Excerpt to read:

%%

Improving accountability processes

Leadership advice given to the Munro Review (2)

For many people, concerns about accountability begin and end with one aspect of the subject: who will ‘carry the can’, especially when things go wrong? Pinning down accountability to the person accountable is what the public, media and politicians most want to know, and want to see carried through. Lord Laming viewed this issue of accountability as critical to future ongoing effectiveness, so an attempt was made to clarify and simplify the issue. The Munro Review is sympathetic with Lord Laming’s reform on this point, being minded to continue with the principle whereby a local authority’s Director of Children’s Services (DCS) holds the key accountability for child protection services within the local authority. Judging from Haringey DCS Sharon Shoesmith’s dismissal being required by the minister, there appears to be an ultimate de facto accountability of the DCS (or the local authority) to the minister, including for actions and failings that are the responsibility of other multi-agency partners acting with the local authority in the borough; the legal basis for this is unclear and doesn’t seem to fall under the Children Act 2004 or subsequent DfES guidance. Lord Laming’s wish to concentrate professional accountability may possibly have influenced this; so some clarification of the terms of accountability to ministers may be useful.

%%

Exercise task 1: According to the passage on accountability, who holds the key accountability for child protection services within a local authority?
These rows are unrelated to the passage on accountability.

(Named object pointing entries)
%%

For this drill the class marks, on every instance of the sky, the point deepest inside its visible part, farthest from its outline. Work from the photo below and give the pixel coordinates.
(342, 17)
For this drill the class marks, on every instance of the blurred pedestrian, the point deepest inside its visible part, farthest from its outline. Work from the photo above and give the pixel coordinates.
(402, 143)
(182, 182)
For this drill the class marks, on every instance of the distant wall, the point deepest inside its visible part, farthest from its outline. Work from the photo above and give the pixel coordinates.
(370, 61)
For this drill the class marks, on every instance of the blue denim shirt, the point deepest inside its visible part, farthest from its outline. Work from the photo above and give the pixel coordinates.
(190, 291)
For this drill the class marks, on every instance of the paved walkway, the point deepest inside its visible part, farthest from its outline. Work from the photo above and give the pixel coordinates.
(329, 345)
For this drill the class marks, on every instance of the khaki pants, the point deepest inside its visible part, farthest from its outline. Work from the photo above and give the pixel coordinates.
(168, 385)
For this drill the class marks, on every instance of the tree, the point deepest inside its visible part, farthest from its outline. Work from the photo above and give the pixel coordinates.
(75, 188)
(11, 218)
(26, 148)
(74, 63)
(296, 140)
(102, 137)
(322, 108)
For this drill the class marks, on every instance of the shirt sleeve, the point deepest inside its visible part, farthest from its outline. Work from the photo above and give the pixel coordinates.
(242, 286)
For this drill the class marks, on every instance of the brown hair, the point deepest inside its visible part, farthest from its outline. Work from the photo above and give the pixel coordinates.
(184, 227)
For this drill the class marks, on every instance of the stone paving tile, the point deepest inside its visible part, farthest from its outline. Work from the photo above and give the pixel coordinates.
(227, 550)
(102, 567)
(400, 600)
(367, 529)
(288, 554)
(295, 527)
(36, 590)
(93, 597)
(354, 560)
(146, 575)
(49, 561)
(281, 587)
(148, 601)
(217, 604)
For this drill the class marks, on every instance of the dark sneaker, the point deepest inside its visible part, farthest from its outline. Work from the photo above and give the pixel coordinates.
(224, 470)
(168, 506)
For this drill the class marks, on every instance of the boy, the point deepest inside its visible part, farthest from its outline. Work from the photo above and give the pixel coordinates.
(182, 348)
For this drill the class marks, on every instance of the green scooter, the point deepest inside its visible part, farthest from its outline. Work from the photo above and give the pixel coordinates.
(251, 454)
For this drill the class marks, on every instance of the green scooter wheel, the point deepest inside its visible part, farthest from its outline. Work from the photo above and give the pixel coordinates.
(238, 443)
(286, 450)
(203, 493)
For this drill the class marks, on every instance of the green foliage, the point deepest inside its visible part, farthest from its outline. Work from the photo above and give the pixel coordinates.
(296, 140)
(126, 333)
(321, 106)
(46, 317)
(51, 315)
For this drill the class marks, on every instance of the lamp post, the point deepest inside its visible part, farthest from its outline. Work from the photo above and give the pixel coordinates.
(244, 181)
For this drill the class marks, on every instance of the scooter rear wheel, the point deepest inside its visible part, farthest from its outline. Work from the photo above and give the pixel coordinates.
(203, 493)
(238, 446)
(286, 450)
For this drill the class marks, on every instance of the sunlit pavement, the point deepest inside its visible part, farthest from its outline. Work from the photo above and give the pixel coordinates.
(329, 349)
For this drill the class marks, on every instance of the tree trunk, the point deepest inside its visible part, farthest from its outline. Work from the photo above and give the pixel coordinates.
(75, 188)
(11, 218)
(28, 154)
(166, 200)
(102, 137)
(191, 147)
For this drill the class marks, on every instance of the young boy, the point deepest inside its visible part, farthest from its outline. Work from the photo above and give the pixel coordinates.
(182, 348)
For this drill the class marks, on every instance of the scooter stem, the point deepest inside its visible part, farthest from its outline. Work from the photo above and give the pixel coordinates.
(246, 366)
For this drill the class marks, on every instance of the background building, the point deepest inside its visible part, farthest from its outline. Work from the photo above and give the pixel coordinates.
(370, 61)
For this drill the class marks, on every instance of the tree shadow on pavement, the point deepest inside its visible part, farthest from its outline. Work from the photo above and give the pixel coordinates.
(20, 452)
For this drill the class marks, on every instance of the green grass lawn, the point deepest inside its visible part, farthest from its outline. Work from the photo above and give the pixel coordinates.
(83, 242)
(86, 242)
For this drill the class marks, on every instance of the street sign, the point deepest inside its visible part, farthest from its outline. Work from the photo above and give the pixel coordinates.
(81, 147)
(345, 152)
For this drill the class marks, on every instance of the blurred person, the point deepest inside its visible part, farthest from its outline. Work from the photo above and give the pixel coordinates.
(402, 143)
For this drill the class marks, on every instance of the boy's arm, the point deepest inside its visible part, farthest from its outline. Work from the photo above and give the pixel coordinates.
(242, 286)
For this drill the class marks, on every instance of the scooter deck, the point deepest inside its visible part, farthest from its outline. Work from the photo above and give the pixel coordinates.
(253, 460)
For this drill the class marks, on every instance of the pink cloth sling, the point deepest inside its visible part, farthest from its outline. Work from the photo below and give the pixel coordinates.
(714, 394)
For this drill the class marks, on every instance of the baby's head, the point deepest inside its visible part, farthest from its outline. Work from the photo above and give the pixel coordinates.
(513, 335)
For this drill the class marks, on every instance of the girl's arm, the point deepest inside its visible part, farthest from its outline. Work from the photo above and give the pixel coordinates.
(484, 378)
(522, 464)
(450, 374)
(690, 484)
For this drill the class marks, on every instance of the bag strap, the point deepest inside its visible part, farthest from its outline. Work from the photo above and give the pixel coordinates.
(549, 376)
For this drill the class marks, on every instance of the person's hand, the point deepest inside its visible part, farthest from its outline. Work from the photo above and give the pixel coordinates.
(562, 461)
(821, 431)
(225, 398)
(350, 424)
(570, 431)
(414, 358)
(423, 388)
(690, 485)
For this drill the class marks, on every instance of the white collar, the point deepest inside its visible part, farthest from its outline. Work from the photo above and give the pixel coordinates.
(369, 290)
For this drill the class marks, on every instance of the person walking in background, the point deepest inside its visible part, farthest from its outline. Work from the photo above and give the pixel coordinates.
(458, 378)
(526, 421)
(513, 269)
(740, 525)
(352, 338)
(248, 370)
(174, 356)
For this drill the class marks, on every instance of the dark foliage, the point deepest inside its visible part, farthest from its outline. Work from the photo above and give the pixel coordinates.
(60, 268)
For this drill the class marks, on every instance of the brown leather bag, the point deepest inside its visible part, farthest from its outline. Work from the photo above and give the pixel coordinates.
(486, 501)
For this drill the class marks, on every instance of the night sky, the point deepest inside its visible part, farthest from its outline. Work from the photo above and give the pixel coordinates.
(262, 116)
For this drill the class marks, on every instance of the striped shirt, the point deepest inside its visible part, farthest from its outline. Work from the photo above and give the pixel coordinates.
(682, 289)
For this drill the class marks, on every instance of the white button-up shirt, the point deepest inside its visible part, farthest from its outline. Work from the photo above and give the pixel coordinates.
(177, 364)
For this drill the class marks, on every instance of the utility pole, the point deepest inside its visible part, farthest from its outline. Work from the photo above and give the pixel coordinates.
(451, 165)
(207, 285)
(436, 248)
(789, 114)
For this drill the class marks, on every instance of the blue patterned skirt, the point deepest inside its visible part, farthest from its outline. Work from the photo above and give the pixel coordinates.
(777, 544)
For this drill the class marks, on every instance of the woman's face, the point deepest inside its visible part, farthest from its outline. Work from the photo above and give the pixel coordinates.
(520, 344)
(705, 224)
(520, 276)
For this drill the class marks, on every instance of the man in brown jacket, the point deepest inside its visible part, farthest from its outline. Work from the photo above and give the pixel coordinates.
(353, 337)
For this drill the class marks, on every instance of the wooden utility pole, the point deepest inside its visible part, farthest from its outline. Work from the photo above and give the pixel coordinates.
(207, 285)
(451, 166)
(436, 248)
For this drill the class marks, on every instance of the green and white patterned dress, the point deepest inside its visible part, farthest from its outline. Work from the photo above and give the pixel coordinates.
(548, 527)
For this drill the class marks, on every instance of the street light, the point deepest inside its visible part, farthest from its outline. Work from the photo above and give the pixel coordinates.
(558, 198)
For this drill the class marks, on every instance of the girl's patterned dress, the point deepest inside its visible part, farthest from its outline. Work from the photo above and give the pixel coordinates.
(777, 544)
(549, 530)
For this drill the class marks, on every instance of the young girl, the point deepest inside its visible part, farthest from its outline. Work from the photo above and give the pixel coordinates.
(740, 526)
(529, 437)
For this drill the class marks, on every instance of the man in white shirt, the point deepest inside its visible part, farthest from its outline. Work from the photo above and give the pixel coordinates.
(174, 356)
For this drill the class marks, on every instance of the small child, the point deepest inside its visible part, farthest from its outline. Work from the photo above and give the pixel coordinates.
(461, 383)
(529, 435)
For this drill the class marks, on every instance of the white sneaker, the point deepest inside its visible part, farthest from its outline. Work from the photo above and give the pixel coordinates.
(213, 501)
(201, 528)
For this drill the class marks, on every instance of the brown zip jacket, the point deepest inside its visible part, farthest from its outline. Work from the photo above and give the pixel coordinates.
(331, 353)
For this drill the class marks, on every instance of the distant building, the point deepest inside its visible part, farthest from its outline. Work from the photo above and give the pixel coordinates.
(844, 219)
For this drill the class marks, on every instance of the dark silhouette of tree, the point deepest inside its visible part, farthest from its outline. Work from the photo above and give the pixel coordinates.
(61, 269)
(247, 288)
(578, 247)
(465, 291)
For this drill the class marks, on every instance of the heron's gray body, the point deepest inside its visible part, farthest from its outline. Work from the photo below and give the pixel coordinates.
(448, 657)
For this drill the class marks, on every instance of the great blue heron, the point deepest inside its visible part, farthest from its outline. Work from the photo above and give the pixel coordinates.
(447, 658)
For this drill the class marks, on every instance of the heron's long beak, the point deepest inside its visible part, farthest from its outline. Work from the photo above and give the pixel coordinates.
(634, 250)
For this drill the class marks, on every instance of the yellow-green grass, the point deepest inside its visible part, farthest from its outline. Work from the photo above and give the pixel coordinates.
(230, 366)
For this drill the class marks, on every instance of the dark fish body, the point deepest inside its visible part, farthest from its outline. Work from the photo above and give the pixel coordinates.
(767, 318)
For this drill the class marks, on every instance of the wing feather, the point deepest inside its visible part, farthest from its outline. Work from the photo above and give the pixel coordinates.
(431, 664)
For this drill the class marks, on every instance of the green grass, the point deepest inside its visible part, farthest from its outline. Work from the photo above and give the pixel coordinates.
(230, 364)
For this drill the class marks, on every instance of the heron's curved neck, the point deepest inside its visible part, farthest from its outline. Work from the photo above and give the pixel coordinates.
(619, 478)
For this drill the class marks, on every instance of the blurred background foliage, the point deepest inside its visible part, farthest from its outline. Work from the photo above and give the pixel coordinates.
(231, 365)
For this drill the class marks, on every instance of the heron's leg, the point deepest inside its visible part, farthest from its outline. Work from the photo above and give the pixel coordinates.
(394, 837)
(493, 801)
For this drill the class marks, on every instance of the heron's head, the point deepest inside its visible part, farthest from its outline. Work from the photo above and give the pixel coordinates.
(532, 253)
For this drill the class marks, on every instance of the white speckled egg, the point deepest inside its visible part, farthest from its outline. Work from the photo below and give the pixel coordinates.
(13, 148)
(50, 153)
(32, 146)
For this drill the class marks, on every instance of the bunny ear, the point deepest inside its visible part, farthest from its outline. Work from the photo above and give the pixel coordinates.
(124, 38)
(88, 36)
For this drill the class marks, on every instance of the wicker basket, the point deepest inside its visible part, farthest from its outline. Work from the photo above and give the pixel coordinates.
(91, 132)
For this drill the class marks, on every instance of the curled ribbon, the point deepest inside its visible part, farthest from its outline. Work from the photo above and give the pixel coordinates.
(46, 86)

%%

Exercise task 2: Shift the coordinates in the rows starting at the row that contains "heron's head, the" and ending at the last row by adding 147 to every number in them. Give back only those rows, requests included.

Correct output 1: The local authority's Director of Children's Services (DCS).

Correct output 2:
For this drill the class marks, on every instance of the heron's head, the point deepest inside its visible part, farthest from its outline. Work from the photo above and give the pixel coordinates.
(679, 400)
For this drill the class marks, on every instance of the white speckled egg, the point deepest inside its visible part, farthest from its outline. Work from the photo below and give the pixel coordinates.
(160, 295)
(197, 300)
(179, 293)
For this drill the class marks, on every instance of the bunny ear, the point deepest inside its visible part, farthest from its outline. Work from the photo above and give the pixel coordinates.
(271, 185)
(235, 183)
For this drill the class marks, on every instance of the wicker basket, the point deepest inside its visible part, farthest from its outline. Work from the photo above and give the pixel coordinates.
(238, 279)
For this drill the class marks, on every instance of the curled ribbon, the point deepest inside its visible part, farthest from its outline. Work from the photo above and give the pixel coordinates.
(193, 233)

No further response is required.